> **Предоставленный фрагмент**:
• • • • • • •

«Надя шила флаг на Болотной. А я сидела в Луганске» Интервью Марии Алехиной о новых клипах Pussy Riot, театре и психиатрических больницах
Мы рассказываем честно не только про войну. Скачайте приложение.
На прошлой неделе были опубликованы три новых клипа Pussy Riot, после которых окончательно стало понятно, что из исходных участниц в группе осталась одна Надежда Толоконникова. При этом Мария Алехина, вышедшая на свободу в один день с Толоконниковой и основавшая вместе с ней правозащитную организацию «Зона права», давно не появлялась в публичном пространстве. Спецкор «Медузы» Илья Жегулев нашел Алехину в Лондоне, где она участвовала в основанном на ее биографии спектакле Белорусского свободного театра «Burning Doors», и выяснил, чем Алехина занимается сейчас и какое отношение это имеет к Pussy Riot.
— На прошлой неделе под брендом Pussy Riot вышло сразу три видео. В каждом из них есть Надежда Толоконникова, но нет тебя. То есть ты больше не в Pussy Riot?

• • • • • • •

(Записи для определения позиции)
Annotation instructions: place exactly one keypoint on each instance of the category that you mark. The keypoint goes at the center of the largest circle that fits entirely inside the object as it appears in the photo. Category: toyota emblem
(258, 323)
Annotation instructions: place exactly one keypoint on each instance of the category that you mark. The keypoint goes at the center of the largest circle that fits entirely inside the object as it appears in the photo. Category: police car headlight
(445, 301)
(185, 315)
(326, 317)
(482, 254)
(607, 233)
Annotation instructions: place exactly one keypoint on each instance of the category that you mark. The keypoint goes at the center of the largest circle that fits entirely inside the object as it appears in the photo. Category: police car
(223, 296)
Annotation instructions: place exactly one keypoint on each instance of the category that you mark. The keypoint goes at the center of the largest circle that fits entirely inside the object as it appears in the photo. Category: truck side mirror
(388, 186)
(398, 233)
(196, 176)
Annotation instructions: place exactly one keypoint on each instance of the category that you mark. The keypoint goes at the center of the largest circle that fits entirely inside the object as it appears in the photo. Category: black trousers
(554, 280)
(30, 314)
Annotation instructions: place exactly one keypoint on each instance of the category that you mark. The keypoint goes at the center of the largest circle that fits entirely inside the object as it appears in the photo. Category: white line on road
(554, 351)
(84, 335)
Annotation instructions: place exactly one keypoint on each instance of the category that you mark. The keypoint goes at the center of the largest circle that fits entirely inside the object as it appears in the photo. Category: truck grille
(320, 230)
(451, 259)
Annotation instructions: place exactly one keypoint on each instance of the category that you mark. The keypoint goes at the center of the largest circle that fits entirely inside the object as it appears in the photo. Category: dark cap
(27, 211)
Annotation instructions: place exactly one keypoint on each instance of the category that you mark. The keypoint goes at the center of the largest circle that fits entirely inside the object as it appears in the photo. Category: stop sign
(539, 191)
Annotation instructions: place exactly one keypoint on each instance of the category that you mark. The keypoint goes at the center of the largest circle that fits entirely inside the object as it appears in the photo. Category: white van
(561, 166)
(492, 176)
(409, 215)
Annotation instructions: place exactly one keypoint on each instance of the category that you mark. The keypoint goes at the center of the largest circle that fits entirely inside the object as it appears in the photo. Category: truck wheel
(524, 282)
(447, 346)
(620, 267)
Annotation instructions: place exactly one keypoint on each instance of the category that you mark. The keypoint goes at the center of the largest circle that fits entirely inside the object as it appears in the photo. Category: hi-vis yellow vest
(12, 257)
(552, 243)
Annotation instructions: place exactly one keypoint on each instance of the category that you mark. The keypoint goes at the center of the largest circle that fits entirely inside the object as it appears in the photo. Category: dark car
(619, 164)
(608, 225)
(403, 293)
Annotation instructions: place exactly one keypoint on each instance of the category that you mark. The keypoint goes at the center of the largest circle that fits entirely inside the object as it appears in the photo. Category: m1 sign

• • • • • • •

> **Рабочее задание**: Выпишите без изменений отрывок интервью с Марией Алехиной от слов «На прошлой неделе были» до слов «к Pussy Riot.» включительно.

> **Результат задания**:
На прошлой неделе были опубликованы три новых клипа Pussy Riot, после которых окончательно стало понятно, что из исходных участниц в группе осталась одна Надежда Толоконникова. При этом Мария Алехина, вышедшая на свободу в один день с Толоконниковой и основавшая вместе с ней правозащитную организацию «Зона права», давно не появлялась в публичном пространстве. Спецкор «Медузы» Илья Жегулев нашел Алехину в Лондоне, где она участвовала в основанном на ее биографии спектакле Белорусского свободного театра «Burning Doors», и выяснил, чем Алехина занимается сейчас и какое отношение это имеет к Pussy Riot.